Attention has played a central role in perception research since the dawn of experimental psychology. Over the past 20 years, the neurophysiological basis of visual attention has become an active area of research, and the field of visual psychophysics has developed rigorous methods for measuring and characterizing the effects of attention on visual performance, yielding an explosion of findings. These experiments have documented a bewildering variety of empirical phenomena, some of which appear to be mutually contradictory. One example concerns the interaction between attention and visual stimulus contrast. The results of some experiments suggest that attention increases neuronal responses multiplicatively by applying a fixed response gain factor. Other results suggest a change in contrast gain. Still other results suggest that attention may have a fixed additive effect, which can be approximated as a combination of both response gain and contrast gain changes. These ostensibly contradictory empirical findings have been paralleled by theoretical ideas that have been taken to represent alternative models of attention. We propose to develop and test a computational theory, called the normalization model of attention, and to unify/reconcile various alternative, and seemingly conflicting, empirical findings and theoretical models of the effects of attention on neuronal activity in visual cortex.

# ENTRIES SHOWN
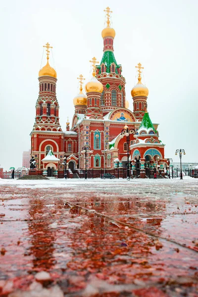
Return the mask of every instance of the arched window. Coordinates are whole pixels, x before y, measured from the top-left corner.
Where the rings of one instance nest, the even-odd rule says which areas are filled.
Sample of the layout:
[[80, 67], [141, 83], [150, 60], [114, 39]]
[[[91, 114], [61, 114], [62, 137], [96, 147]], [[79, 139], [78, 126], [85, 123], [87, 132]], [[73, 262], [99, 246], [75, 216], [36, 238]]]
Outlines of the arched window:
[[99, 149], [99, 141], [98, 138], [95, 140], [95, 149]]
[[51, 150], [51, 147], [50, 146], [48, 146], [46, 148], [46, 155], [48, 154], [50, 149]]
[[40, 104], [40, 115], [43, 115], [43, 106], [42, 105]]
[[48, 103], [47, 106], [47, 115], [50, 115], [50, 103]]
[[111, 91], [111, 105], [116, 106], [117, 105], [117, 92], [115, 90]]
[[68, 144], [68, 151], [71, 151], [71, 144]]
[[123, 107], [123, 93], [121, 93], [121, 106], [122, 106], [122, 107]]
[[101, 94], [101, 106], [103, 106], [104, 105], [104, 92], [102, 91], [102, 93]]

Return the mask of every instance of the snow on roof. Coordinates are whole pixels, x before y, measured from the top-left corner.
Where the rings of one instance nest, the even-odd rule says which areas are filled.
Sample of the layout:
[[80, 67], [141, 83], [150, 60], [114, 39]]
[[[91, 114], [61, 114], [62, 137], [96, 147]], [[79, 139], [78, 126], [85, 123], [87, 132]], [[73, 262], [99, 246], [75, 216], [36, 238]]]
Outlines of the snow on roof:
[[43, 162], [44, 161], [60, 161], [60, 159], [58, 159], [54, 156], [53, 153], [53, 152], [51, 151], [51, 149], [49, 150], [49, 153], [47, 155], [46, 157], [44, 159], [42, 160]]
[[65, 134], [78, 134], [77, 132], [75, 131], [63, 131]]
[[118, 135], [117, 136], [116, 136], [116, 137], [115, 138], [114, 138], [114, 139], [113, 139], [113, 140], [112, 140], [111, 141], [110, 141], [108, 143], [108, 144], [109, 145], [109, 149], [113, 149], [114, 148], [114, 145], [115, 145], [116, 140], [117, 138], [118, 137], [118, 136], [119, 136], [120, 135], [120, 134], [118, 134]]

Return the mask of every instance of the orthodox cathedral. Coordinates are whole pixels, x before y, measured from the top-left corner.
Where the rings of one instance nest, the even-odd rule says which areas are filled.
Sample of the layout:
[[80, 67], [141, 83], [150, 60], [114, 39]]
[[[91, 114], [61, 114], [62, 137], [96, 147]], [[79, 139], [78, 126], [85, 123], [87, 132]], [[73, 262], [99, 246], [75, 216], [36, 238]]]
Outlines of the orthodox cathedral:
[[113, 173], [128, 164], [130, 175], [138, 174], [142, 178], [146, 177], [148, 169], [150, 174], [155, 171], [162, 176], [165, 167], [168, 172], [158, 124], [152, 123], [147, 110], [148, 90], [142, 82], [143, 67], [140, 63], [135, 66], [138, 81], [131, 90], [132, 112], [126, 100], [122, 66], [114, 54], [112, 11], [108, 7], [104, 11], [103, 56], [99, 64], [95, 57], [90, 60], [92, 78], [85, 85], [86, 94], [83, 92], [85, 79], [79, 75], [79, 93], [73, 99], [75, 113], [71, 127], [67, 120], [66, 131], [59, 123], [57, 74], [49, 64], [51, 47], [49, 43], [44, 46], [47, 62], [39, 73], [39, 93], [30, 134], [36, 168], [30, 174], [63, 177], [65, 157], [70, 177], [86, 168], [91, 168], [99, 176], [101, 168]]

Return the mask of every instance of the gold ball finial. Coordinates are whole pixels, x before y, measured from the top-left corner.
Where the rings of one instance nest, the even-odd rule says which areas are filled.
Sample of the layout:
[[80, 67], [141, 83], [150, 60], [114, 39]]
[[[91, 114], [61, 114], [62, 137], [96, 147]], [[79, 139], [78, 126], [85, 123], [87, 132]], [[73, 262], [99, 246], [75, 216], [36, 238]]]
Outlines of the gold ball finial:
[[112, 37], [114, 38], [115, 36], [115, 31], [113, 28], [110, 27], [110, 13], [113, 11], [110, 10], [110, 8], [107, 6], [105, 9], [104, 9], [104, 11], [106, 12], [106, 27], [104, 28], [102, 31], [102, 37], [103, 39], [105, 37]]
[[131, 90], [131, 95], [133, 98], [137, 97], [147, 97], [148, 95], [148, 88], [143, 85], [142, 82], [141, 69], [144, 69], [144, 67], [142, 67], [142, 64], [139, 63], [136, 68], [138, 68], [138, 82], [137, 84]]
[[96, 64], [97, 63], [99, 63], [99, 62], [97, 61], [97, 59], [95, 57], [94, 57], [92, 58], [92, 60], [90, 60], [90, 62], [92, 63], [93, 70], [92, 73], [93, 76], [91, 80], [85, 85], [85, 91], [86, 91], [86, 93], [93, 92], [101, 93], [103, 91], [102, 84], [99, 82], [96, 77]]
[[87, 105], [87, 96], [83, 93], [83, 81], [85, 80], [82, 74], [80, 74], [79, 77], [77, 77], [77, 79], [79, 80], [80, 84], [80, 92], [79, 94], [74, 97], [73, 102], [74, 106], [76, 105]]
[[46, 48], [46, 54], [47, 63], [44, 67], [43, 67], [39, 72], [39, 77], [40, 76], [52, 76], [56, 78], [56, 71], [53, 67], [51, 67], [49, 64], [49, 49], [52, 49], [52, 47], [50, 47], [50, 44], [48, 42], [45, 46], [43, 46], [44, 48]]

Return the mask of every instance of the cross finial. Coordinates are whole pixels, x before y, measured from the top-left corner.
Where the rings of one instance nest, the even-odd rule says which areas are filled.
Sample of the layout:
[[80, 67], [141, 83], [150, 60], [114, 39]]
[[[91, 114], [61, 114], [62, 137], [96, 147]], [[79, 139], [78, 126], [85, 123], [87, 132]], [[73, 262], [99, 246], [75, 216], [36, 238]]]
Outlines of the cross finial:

--

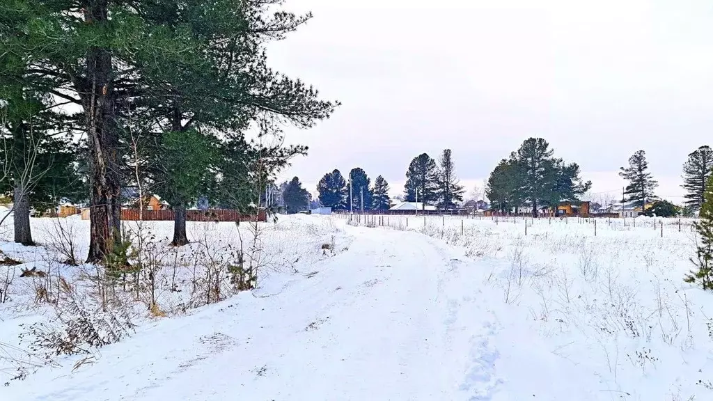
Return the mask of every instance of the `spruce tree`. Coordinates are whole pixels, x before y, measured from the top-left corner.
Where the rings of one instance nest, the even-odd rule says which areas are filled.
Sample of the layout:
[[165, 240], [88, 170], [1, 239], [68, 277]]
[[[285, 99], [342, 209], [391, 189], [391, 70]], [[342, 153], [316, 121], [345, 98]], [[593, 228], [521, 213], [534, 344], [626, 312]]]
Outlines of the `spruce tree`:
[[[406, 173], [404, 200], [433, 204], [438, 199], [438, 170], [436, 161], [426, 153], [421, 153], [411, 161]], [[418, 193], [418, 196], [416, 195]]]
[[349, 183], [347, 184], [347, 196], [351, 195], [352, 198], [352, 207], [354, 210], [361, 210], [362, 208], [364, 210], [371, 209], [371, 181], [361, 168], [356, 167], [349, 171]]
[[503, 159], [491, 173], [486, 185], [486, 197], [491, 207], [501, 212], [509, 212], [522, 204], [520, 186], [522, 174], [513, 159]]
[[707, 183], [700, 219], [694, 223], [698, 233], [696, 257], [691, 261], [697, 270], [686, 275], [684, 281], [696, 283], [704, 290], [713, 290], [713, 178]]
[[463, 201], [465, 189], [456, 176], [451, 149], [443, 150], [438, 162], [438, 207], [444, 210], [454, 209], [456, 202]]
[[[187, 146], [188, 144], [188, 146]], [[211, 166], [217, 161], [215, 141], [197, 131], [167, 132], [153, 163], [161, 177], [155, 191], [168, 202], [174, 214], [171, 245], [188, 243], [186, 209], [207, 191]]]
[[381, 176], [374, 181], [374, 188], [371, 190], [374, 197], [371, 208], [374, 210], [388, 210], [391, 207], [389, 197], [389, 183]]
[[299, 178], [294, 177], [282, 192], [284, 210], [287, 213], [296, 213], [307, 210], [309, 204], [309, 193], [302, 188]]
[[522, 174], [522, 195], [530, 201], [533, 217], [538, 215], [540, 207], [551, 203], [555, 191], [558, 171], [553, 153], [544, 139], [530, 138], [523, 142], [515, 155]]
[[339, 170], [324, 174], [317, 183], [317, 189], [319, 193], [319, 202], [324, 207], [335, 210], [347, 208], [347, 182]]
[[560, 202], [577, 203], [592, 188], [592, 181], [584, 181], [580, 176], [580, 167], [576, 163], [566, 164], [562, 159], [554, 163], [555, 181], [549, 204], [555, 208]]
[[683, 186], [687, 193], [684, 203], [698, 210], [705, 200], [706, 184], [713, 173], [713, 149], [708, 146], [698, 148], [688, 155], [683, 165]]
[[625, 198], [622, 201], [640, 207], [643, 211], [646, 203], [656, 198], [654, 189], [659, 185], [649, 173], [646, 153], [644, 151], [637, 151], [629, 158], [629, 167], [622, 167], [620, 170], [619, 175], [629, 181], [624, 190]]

# PARTS OF THE EXERCISE
(1) From the passage on visual attention, list every effect that attention might have on neuronal responses, according to the experimental results it reports.
(2) Answer these questions using the passage on visual attention:
(a) For how many years has the neurophysiological basis of visual attention been an active area of research?
(b) What is the name of the computational theory the authors propose?
(c) In what part of the brain is the neuronal activity they aim to explain?
(3) Put this sentence from the passage on visual attention into Spanish: "These experiments have documented a bewildering variety of empirical phenomena, some of which appear to be mutually contradictory."
You won't need the entries for any of this.

# YOUR RESPONSES
(1)
- It increases neuronal responses multiplicatively by applying a fixed response gain factor.
- It changes contrast gain.
- It has a fixed additive effect, which can be approximated as a combination of both response gain and contrast gain changes.

(2)
(a) 20 years
(b) The normalization model of attention
(c) The visual cortex

(3) Estos experimentos han documentado una desconcertante variedad de fenómenos empíricos, algunos de los cuales parecen contradecirse entre sí.